*Your task*: Give the number of lines in the entries below that contain the string "woman", treating uppercase and lowercase as different. Reply with the number alone.

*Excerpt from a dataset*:
-- START --

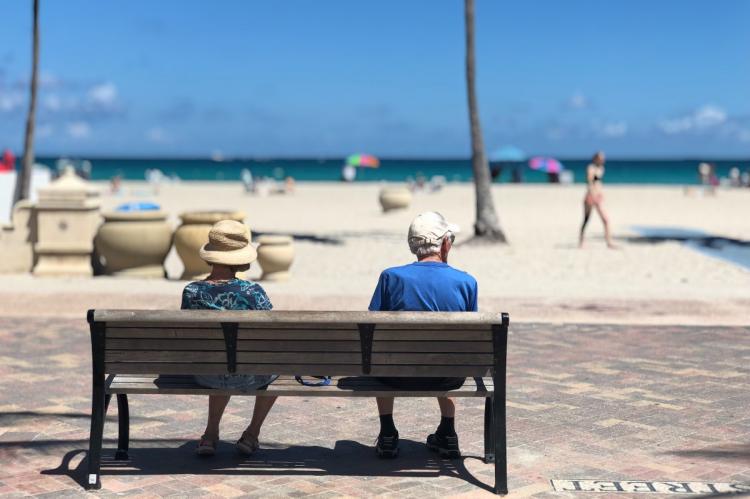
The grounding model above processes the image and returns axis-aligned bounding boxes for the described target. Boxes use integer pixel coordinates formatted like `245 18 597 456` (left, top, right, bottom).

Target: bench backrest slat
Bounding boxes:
94 311 508 376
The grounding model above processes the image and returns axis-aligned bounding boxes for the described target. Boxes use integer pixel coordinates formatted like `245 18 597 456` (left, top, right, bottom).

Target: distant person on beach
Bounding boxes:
240 168 255 192
0 149 16 172
369 211 477 458
578 151 616 249
181 220 277 456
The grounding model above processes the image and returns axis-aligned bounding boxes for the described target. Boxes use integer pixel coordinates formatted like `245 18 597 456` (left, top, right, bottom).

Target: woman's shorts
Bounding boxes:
377 377 466 390
195 374 278 392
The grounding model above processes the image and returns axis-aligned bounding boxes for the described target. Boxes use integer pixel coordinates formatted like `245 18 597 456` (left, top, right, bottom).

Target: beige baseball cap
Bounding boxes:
408 211 460 251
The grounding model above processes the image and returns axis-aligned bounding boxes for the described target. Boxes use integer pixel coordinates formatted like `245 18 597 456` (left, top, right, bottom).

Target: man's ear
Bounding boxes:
440 237 451 262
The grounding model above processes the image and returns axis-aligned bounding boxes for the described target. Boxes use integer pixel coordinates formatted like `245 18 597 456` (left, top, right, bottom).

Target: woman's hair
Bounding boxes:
409 239 443 258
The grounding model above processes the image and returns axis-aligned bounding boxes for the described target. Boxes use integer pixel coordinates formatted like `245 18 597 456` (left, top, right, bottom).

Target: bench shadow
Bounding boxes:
0 412 157 425
41 440 493 492
663 444 750 462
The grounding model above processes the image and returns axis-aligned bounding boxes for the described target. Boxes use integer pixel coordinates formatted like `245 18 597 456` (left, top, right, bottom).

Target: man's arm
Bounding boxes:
468 281 479 312
367 272 388 312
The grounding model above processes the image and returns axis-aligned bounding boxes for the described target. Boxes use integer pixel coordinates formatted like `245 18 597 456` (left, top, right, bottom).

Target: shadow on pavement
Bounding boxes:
0 411 157 425
44 440 492 492
664 444 750 462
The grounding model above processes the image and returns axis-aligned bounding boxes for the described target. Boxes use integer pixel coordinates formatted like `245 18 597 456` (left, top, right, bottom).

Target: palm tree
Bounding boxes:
13 0 39 205
464 0 507 243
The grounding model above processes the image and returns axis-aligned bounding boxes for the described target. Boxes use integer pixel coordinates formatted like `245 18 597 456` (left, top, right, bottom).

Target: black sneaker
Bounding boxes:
427 433 461 459
375 433 398 459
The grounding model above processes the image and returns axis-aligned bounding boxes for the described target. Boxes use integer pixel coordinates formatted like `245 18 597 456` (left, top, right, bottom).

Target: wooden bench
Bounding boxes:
87 310 509 494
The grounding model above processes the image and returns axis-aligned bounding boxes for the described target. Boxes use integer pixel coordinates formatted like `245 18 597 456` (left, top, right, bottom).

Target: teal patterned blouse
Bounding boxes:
181 279 278 390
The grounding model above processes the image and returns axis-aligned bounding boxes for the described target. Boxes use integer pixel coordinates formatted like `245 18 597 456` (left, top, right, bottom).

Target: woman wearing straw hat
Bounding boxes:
182 220 277 456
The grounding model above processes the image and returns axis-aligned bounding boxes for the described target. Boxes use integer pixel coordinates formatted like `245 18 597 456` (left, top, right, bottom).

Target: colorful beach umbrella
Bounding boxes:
529 156 565 173
490 146 526 163
346 154 380 168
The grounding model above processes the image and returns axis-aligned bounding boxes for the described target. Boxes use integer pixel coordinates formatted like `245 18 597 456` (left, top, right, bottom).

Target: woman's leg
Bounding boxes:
578 201 591 248
243 395 276 439
203 395 229 440
595 203 617 249
438 397 456 418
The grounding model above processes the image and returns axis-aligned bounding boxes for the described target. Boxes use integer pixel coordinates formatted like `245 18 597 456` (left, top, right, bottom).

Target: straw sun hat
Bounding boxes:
200 220 258 266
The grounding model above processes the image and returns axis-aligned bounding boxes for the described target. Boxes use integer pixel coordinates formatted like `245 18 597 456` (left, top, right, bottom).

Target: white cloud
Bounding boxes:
693 106 727 128
599 121 628 138
659 104 728 135
737 128 750 142
34 125 55 139
42 94 62 111
146 127 169 144
568 92 589 109
66 121 91 139
87 81 117 106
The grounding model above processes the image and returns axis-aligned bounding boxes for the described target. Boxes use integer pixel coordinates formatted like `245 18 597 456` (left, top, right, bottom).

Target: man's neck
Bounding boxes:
417 255 445 263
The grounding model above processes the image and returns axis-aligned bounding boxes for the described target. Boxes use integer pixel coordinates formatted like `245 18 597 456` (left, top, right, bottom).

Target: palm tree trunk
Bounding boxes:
13 0 39 205
464 0 507 243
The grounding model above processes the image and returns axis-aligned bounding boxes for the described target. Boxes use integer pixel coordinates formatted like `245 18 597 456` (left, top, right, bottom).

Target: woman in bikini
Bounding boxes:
578 151 616 248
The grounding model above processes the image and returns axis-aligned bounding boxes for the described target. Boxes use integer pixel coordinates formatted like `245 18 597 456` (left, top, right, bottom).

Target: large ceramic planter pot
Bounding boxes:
380 187 411 211
174 211 245 280
258 235 294 281
94 211 172 278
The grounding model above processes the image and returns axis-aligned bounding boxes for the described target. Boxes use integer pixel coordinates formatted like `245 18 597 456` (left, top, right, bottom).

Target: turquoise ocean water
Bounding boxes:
37 157 750 185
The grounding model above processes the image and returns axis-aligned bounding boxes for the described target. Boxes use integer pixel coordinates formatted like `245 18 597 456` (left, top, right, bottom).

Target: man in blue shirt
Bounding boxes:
369 211 477 458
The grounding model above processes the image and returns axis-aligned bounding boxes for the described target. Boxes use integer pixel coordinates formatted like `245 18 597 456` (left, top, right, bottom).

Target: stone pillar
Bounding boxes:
34 167 100 276
0 199 36 274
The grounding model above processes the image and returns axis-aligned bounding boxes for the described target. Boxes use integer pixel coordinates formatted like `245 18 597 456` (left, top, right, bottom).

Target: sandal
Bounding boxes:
195 435 218 456
237 432 260 456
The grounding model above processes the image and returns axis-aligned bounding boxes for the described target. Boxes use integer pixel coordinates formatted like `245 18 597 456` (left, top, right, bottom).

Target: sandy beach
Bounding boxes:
0 182 750 325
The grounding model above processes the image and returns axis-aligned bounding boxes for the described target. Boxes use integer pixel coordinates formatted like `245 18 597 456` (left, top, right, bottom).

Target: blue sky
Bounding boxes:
0 0 750 157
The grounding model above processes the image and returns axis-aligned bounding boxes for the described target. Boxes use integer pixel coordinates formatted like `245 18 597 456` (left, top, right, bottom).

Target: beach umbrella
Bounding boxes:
529 156 565 173
346 154 380 168
490 146 526 163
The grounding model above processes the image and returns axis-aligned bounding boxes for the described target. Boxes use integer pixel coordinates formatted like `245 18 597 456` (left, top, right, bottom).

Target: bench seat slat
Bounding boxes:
107 375 493 397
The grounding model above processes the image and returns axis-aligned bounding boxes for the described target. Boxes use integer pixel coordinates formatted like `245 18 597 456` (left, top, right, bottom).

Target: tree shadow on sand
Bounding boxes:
41 440 492 492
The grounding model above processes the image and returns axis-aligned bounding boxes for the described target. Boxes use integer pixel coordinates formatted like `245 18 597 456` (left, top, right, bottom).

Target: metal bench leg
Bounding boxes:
484 397 495 464
86 376 106 489
115 393 130 461
492 394 508 494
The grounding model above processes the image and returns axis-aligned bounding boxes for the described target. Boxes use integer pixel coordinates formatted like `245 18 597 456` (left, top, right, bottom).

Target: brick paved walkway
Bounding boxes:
0 319 750 499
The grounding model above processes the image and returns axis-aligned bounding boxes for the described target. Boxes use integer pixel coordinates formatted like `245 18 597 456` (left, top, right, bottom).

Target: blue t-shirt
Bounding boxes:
370 262 477 312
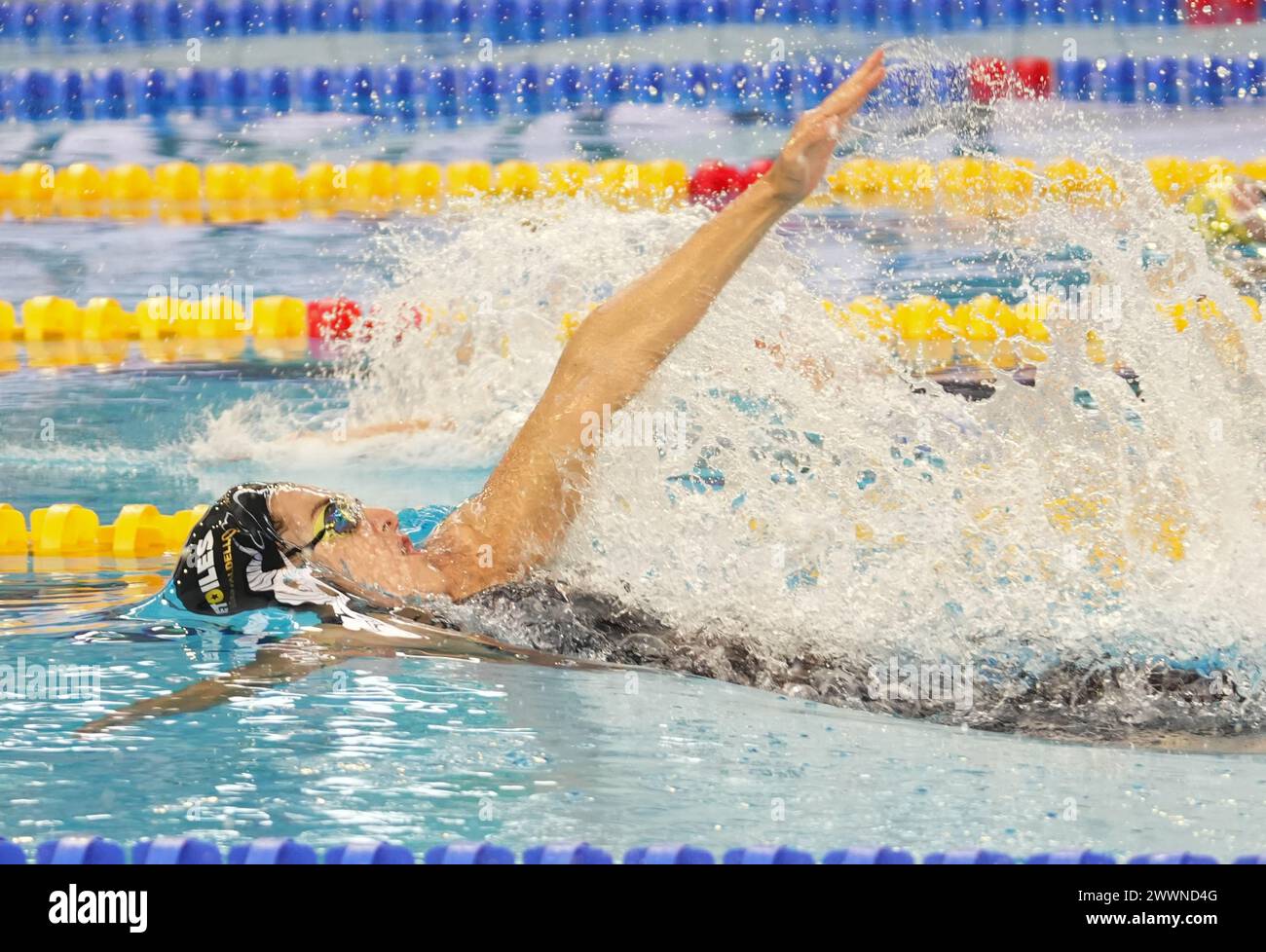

-- END --

*Response*: 5